Le bourg de Stépantchikovo et sa population, extrait des carnets d'un inconnu
de Fedor Mikhaïlovitch Dostoïevski

critiqué par Dirlandaise, le 23 octobre 2007
(Québec - 69 ans)


La note:  étoiles
Un asile de fous
Ce roman de Dostoïevski a été écrit en 1859 peu après son retour du bagne.

Un jeune homme de vingt-trois ans, Sergueï Alexandrytch, ayant tout juste terminé ses études, rend visite à son oncle Iégor Ilitch Rostanev, un colonel à la retraite qui réside dans le bourg de Stépantchikovo. À son arrivée, le jeune homme constate très vite que la maison de son oncle est remplie de pique-assiettes dont un certain Foma Fomitch, un homme pauvre mais très rusé qui profite allègrement de la bonté et de la générosité de l'oncle bien-aimé. Foma Fomitch est un véritable tyran qui n'hésite pas à insulter et à culpabiliser l'oncle bonnasse. Il le rabaisse constamment, se moque de lui, lui coupe la parole, lui manque de respect au-delà de toute mesure. Iégor Ilitch accepte ces humiliations, persuadé par Foma qu'il est le plus mauvais homme que la terre ait porté. En fait, Sergueï se rend très vite compte qu'il est tombé dans un vrai asile de fous. Les gens qui résident chez l'oncle et profitent de sa bonté forment une galerie de personnages tous plus étranges les uns que les autres. Chacun vit aux crochets de l'oncle bien entendu à commencer par sa mère qui vénère Foma Fomitch comme un dieu. L'oncle a deux enfants, une fille d'une quinzaine d'années et un fils de huit ans. Il est secrètement amoureux de leur gouvernante, une jeune femme très pauvre mais douce et bonne. La famille ne voit pas cet amour d'un bon œil et préférerait que Iégor Ilitch se marie avec la demoiselle Tatiana Ivanovna, une femme de trente-cinq ans très fragile mentalement qui était pauvre mais dont la situation a changé du tout au tout grâce à un héritage inespéré d'un lointain parent. Sergueï ayant constaté la pénible situation dans laquelle son oncle se débat, décide de lui venir en aide dans la mesure de ses moyens, ce qui provoquera bien des remous au sein de cette petite communauté aussi disparate qu'étrange.

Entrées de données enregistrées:

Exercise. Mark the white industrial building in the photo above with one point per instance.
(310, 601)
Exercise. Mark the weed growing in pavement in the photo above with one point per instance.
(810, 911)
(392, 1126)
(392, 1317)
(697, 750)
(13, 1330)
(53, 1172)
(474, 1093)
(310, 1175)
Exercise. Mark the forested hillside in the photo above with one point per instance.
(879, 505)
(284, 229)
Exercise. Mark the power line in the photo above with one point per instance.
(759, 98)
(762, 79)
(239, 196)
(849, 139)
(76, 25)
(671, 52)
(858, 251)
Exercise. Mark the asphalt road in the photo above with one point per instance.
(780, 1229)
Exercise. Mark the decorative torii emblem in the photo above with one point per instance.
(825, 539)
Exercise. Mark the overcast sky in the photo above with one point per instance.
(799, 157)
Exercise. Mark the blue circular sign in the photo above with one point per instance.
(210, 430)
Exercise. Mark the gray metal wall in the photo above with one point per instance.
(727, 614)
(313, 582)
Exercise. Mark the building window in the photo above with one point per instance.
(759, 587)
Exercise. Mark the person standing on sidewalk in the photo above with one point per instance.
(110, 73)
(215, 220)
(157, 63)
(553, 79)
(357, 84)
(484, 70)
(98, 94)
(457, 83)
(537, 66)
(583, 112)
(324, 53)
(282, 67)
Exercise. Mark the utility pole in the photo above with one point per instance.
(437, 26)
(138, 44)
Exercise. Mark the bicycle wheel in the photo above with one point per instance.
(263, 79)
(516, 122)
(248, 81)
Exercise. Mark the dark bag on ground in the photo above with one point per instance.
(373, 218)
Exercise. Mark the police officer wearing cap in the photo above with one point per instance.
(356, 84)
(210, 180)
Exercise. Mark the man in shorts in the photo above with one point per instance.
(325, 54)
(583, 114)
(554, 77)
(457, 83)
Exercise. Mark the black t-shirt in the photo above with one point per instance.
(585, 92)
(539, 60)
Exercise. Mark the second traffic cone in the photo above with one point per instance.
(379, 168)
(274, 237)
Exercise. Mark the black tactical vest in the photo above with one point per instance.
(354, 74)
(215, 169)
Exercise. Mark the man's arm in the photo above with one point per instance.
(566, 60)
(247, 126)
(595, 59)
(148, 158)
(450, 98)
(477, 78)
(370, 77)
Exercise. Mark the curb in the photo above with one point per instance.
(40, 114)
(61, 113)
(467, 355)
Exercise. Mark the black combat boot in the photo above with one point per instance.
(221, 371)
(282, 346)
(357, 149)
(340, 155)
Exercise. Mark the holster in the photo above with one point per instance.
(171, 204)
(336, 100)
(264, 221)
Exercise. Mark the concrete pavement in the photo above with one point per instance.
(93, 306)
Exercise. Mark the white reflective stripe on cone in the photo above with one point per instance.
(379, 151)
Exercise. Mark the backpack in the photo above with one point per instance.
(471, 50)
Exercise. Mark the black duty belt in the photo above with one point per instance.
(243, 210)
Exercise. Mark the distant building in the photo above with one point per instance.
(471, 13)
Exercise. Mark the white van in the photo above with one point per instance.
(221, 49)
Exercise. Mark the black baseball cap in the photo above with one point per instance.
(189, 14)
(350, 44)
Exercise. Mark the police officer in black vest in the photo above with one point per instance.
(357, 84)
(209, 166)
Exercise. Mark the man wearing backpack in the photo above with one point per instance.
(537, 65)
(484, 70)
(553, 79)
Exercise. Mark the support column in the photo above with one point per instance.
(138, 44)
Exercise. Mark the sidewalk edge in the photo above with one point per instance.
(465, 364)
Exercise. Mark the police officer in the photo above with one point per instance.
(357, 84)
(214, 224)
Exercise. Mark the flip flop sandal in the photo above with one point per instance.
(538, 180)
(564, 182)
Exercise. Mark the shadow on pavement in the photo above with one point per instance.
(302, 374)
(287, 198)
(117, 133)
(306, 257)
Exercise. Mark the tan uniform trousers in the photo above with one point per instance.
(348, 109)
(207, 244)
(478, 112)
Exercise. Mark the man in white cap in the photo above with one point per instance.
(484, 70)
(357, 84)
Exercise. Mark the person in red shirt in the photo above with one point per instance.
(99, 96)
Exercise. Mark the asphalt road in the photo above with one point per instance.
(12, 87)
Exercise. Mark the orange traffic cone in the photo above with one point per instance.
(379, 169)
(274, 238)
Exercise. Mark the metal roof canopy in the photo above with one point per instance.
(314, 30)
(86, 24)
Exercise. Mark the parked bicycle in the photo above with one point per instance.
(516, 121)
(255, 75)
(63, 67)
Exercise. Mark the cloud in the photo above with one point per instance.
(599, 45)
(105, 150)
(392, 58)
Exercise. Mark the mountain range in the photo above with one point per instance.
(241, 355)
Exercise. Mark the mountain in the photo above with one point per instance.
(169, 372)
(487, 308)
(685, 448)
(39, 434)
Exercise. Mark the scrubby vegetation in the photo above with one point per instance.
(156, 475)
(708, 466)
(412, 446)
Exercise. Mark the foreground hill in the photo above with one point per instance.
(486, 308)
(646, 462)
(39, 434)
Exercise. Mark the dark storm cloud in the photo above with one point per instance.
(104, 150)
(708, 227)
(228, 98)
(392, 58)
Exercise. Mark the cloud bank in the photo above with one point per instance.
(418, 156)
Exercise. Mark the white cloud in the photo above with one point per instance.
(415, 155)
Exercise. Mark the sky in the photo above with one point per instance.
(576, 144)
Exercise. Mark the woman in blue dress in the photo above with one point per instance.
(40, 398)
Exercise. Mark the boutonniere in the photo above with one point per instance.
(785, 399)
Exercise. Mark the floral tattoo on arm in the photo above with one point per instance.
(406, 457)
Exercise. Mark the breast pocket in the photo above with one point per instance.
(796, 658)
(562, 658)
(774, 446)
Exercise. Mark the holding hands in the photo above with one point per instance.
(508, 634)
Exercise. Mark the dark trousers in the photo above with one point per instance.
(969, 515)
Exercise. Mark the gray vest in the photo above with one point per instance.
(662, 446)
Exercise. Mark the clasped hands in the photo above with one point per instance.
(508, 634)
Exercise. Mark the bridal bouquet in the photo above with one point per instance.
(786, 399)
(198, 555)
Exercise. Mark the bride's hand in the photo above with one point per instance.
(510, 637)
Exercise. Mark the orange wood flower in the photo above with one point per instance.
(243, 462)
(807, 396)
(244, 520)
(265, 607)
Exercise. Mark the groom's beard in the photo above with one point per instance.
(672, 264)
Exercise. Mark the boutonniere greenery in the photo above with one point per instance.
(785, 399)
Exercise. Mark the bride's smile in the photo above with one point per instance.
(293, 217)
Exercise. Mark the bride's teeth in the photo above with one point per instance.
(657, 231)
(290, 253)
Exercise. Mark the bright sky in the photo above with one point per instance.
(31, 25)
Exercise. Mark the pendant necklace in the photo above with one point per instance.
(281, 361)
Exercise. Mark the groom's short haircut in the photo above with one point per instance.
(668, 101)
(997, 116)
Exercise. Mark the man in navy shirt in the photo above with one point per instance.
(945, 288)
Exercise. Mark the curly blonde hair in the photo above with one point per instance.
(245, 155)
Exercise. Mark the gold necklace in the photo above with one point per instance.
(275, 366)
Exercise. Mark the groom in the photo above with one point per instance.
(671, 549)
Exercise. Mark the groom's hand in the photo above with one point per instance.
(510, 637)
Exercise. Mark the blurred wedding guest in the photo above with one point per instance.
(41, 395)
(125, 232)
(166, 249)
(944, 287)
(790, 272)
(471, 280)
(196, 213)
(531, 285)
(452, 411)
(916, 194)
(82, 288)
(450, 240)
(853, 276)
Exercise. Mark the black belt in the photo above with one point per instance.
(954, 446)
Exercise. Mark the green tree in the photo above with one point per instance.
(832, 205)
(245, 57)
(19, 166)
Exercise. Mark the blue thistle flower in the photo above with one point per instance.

- Consignes de l'exercice -
1 – Condensez sous forme de liste le paragraphe du texte fourni qui commence par « Un jeune homme de vingt-trois ans », en gardant ses faits principaux.
2 – Transcrivez s'il vous plaît le passage du texte fourni situé entre « Le bourg de Stépantchikovo et » et « retour du bagne. », ces deux bornes comprises.
Les enregistrements ne servent pas pour cet exercice.

- Corrigé de l'exercice -
1 –
- Sergueï Alexandrytch, vingt-trois ans, vient de terminer ses études. Il rend visite à son oncle Iégor Ilitch Rostanev, colonel à la retraite qui habite le bourg de Stépantchikovo.
- La maison de l'oncle est remplie de pique-assiettes. Parmi eux figure Foma Fomitch, homme pauvre mais très rusé qui profite de la bonté et de la générosité de l'oncle.
- Foma est un tyran : il insulte et culpabilise l'oncle, le rabaisse, se moque de lui, lui coupe la parole et lui manque de respect. L'oncle accepte ces humiliations, car Foma l'a persuadé qu'il est le pire des hommes.
- Sergueï comprend vite qu'il est tombé dans un vrai asile de fous. Les résidents, tous plus étranges les uns que les autres, vivent aux crochets de l'oncle, à commencer par sa mère, qui vénère Foma comme un dieu.
- L'oncle a une fille d'une quinzaine d'années et un fils de huit ans. Il aime secrètement leur gouvernante, une jeune femme très pauvre, douce et bonne.
- La famille désapprouve cet amour. Elle préférerait qu'il épouse Tatiana Ivanovna, trente-cinq ans, mentalement très fragile, autrefois pauvre mais enrichie par l'héritage inespéré d'un lointain parent.
- Sergueï décide d'aider son oncle dans la mesure de ses moyens, ce qui provoquera bien des remous dans cette petite communauté disparate et étrange.

2 –
Le bourg de Stépantchikovo et sa population, extrait des carnets d'un inconnu
de Fedor Mikhaïlovitch Dostoïevski

critiqué par Dirlandaise, le 23 octobre 2007
(Québec - 69 ans)


La note:  étoiles
Un asile de fous
Ce roman de Dostoïevski a été écrit en 1859 peu après son retour du bagne.